- _EXTRACTED TEXT_:
::::::::::
Believe in Your Purpose: Interview with Seni Glaister, Co-Founder of Litalist

I recently went one on one with Seni Glaister, co-founder of Litalist and former CEO of The Book People.

Adam: Thanks again for taking the time to share your advice. First things first, though, I am sure readers would love to learn more about you. How did you get here? What experiences, failures, setbacks or challenges have been most instrumental to your growth? 

Seni: I left school at an early age and have been running my own business ever since and I honestly wouldn’t have it any other way.  With each new adventure and iteration, you develop a clearer idea of your strengths and weaknesses which allows you to focus and delegate accordingly.  Though I’ve had my fair share of missteps, I’d like to think I learn and move on quite quickly, and I certainly am not going to make the same mistake twice – well, not the significant ones, anyway!  A wrong assumption only becomes a failure if you don’t learn from it.  

Of course experience brings enormous benefits but it can be a double-edged sword.  There is a significant advantage attendant with the wide-eyed naivety of a first-time founder, one who doesn’t have much to lose in terms of reputation. Being unknown, unsuccessful or un-practiced means that nobody is watching you make mistakes and you’re less likely to feel inhibited when you give things a go speculatively.  This freedom allows a bit more latitude to make those first, essential stumbles.  Conversely, with success behind you people look more closely at what you’re doing.  To overcome this I have to constantly remind myself to be brave not perfect (a phrase I borrowed from Reshma Saujani’s book of the same name, and apply liberally whenever I find a fear of failure interfering with my instinct.)

Other than a couple of poor character judgements, I don’t really have any regrets but I hate letting myself down and berate myself most if I don’t think I’ve given something my very best shot.  Knowing it was within my power to do something better and admitting I didn’t execute it well enough, or try hard enough, will keep me awake at night, but if something doesn’t go quite as well as I’d have liked but I know I gave it my all, I’m ok with that. I am quietly confident I will always work harder than the next person, I’ve been doing that all my life, but I am also my own harshest critic. 

Adam: How did you come up with your business ideas? What advice do you have for others on how to come up with great ideas?
::::::::::
- _TASK TO COMPLETE_: Rewrite the interview, starting at the words "Believe in Your" and stopping after "to your growth?", and replace "advice" with "guidance".

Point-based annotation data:
::::::::::
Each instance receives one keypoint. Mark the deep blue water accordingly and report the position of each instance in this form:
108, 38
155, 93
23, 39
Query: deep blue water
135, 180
::::::::::
- _COMPLETE ANSWER_:
Believe in Your Purpose: Interview with Seni Glaister, Co-Founder of Litalist

I recently went one on one with Seni Glaister, co-founder of Litalist and former CEO of The Book People.

Adam: Thanks again for taking the time to share your guidance. First things first, though, I am sure readers would love to learn more about you. How did you get here? What experiences, failures, setbacks or challenges have been most instrumental to your growth?